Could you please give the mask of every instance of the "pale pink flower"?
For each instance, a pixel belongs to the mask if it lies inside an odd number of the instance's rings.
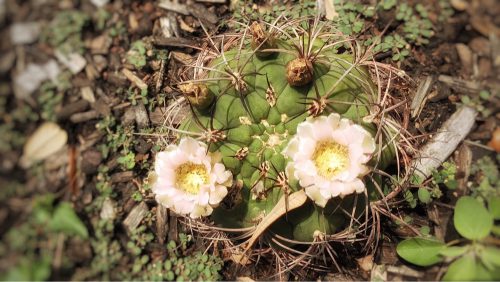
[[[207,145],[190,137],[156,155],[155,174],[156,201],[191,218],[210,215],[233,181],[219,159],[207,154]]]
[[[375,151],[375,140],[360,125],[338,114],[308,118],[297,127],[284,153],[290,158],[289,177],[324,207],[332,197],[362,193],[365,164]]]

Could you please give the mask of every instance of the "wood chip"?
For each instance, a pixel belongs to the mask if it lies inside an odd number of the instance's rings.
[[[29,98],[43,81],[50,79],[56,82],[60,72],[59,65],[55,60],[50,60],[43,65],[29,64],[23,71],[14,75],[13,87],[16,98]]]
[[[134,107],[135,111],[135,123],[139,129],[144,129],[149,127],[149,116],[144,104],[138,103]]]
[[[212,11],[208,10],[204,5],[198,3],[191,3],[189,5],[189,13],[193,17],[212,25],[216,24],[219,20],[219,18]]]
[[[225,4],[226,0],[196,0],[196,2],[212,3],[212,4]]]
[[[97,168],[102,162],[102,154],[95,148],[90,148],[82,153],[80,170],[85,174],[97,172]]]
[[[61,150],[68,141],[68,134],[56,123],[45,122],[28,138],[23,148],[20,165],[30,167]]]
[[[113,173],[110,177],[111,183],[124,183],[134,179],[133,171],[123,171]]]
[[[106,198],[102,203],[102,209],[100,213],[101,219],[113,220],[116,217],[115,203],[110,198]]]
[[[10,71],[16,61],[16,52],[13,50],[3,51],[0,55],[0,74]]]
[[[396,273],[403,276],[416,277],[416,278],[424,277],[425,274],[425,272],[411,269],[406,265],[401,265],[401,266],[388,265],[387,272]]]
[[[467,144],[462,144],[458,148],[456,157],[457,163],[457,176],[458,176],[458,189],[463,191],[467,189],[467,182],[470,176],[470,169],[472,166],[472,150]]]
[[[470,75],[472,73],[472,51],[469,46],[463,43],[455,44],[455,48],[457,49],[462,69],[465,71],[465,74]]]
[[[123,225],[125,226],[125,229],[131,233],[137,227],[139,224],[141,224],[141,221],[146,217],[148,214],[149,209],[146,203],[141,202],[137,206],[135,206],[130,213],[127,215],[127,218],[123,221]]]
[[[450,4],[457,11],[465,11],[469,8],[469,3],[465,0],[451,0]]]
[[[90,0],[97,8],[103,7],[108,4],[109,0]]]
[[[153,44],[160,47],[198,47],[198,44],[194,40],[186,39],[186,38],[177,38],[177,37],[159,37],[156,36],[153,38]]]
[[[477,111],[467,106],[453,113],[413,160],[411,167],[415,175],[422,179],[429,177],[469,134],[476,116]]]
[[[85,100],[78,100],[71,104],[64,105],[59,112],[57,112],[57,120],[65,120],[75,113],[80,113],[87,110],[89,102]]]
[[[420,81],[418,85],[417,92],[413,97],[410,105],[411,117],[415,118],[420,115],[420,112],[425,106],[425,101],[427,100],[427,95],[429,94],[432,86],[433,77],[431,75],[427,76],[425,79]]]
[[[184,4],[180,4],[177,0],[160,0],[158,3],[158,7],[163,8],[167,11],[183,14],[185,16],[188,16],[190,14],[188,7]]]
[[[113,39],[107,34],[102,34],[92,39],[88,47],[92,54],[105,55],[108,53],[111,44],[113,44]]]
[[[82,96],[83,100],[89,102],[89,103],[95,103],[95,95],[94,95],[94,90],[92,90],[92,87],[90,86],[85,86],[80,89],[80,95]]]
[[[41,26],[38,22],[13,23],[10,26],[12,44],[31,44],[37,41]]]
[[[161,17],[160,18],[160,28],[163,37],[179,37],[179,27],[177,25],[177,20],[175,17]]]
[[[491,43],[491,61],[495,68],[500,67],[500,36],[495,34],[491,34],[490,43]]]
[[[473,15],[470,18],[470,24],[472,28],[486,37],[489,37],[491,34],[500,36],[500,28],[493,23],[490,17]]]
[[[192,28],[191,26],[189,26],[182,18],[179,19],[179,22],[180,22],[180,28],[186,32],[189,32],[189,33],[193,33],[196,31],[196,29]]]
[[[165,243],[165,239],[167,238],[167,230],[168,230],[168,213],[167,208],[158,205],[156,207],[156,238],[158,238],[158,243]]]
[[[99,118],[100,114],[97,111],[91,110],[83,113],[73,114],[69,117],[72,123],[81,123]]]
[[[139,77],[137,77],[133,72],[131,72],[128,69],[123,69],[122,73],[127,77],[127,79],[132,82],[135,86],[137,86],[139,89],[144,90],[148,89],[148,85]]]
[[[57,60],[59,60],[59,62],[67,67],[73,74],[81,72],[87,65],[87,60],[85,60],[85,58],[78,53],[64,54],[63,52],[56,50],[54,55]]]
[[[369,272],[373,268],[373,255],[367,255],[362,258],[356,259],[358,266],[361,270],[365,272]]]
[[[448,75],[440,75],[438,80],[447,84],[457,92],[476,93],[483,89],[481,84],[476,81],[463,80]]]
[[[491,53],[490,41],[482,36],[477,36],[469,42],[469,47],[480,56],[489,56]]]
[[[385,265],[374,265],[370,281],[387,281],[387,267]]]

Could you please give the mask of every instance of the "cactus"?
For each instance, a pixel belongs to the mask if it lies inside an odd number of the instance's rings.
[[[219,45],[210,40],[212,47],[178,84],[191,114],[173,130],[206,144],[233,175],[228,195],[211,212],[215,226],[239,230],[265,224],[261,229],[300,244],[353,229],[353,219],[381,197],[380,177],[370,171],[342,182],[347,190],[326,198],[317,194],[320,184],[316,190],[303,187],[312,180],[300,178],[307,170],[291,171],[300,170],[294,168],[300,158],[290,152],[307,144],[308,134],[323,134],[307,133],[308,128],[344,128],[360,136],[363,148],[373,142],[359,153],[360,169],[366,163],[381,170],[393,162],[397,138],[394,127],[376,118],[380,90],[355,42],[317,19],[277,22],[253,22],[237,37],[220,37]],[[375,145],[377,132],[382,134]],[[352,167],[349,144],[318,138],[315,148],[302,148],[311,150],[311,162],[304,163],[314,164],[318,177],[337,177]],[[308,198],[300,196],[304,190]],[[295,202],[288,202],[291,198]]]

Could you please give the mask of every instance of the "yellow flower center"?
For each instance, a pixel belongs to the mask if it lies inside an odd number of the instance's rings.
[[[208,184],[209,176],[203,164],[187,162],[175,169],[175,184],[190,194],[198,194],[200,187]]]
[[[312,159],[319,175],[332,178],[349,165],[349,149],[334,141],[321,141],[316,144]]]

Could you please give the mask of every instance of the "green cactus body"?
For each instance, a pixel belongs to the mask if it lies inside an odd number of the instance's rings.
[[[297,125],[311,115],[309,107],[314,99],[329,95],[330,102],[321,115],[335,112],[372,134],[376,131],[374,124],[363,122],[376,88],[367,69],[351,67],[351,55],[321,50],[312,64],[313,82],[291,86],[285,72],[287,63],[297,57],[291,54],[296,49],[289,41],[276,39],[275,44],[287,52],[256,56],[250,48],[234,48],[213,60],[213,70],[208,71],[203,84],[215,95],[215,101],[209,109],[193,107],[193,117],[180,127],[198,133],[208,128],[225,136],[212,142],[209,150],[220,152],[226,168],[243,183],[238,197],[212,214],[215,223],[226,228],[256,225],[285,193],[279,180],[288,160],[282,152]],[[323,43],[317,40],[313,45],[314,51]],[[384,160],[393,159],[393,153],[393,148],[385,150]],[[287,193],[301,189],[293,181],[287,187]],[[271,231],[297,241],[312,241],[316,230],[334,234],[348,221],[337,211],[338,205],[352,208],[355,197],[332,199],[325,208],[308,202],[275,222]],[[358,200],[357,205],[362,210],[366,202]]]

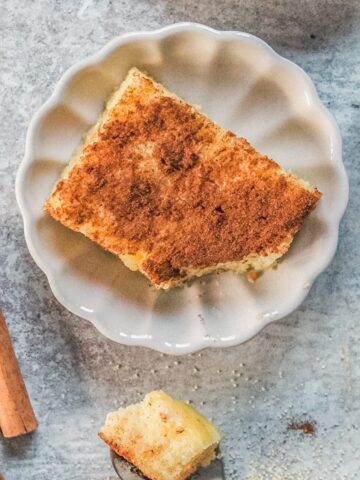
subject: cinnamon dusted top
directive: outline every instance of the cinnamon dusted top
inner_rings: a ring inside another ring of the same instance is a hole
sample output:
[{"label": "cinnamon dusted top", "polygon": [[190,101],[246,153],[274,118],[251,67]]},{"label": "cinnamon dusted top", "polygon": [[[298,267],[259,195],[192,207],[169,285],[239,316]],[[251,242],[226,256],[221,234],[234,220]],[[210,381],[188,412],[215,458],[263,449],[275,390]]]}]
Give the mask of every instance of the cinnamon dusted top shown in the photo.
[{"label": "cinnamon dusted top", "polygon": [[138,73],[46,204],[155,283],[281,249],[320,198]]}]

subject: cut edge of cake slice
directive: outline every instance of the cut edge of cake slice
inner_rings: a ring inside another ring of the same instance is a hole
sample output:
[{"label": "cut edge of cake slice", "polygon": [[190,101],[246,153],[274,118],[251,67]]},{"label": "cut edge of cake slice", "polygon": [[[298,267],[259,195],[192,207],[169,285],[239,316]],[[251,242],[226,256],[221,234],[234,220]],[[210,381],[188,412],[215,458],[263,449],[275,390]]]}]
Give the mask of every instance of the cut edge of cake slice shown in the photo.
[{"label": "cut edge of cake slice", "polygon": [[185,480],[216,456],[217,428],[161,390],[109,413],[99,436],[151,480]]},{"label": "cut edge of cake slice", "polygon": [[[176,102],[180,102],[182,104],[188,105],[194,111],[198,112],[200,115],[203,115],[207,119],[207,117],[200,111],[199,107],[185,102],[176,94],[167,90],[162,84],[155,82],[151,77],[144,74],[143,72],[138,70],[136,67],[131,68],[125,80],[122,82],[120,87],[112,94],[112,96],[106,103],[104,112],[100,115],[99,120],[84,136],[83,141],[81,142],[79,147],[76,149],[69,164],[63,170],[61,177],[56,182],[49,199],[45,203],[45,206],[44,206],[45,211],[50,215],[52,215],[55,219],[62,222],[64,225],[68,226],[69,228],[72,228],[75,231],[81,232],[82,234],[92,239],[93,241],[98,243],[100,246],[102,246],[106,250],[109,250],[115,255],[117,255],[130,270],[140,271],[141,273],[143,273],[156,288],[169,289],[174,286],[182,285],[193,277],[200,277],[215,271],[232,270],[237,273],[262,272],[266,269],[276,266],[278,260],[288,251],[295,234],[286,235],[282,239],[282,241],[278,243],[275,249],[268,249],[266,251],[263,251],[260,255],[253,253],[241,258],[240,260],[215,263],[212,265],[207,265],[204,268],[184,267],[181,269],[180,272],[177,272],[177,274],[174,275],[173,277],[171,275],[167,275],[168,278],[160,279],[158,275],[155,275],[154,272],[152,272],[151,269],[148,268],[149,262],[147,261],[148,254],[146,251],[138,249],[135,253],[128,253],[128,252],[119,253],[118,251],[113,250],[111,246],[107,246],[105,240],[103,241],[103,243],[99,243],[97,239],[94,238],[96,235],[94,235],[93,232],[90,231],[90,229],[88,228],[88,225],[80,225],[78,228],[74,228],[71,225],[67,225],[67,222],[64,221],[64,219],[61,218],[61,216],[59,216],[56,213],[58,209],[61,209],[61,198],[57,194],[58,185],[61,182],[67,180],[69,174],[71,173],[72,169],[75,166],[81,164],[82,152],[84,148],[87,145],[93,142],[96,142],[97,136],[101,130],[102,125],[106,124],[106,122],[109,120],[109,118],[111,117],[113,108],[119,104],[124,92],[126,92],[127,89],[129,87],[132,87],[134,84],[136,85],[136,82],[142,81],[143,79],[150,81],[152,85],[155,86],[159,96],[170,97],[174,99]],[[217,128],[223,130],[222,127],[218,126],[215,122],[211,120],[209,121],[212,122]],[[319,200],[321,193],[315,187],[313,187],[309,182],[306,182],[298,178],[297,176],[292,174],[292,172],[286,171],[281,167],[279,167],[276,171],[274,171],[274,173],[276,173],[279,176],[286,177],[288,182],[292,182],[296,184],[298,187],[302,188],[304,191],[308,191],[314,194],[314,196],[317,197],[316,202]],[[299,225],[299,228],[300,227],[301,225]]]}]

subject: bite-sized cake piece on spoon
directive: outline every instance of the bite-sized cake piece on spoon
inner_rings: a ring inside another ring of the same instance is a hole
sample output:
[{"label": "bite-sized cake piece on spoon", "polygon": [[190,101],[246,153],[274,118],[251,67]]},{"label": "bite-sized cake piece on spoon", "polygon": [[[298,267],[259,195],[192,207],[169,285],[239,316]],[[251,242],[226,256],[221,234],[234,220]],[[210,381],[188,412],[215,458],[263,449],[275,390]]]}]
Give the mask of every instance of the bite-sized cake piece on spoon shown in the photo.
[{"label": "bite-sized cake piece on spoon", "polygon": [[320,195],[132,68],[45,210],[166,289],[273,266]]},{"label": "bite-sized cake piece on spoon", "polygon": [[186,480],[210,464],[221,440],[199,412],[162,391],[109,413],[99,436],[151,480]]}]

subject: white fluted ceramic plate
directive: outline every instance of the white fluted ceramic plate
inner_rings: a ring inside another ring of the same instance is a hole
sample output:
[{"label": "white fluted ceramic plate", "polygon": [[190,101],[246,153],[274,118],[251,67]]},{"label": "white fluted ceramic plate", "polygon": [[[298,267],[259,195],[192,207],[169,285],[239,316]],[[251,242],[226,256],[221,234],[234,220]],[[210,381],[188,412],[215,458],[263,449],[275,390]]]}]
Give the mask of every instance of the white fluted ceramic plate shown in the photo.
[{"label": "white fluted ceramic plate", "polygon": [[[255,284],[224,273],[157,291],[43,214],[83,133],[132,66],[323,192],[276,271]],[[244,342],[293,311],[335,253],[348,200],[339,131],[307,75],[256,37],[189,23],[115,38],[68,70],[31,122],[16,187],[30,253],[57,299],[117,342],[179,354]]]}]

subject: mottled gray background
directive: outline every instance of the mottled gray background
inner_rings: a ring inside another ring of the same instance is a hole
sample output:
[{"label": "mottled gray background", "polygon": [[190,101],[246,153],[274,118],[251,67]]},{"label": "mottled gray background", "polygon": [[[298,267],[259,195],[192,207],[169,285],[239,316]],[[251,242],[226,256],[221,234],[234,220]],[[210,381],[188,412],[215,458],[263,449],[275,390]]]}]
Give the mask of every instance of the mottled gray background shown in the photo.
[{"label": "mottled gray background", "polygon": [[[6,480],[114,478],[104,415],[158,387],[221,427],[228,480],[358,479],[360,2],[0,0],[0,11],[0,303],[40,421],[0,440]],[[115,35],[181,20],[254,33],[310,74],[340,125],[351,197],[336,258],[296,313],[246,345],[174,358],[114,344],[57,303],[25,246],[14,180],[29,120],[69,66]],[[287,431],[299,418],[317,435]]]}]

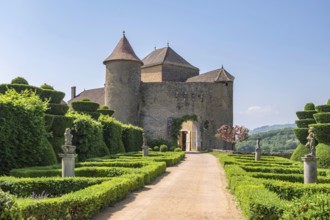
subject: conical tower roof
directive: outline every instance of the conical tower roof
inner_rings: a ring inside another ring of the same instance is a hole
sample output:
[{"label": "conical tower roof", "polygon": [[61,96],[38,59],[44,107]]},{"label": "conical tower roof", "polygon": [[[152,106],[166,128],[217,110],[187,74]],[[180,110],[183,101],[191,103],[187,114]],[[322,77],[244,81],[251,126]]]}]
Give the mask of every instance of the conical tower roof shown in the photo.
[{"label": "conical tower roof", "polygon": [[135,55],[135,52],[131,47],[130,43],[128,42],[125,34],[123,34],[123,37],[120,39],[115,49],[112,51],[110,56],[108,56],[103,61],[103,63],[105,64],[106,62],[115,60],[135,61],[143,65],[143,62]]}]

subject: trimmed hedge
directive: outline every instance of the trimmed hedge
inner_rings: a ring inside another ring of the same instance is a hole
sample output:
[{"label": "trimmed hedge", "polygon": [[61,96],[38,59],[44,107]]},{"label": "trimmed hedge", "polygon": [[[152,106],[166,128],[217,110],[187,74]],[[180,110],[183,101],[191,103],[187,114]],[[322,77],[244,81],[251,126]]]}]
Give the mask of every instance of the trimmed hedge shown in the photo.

============

If the string "outline" appears in a line of the entries, report the line.

TASK ANSWER —
directive: outline every instance of the cinnamon dusted top
directive: outline every instance of the cut edge of cake slice
directive: outline every instance of the bite-sized cake piece on spoon
directive: outline every instance of the white fluted ceramic plate
directive: outline every instance of the mottled gray background
directive: outline every instance of the conical tower roof
directive: outline every instance of the trimmed hedge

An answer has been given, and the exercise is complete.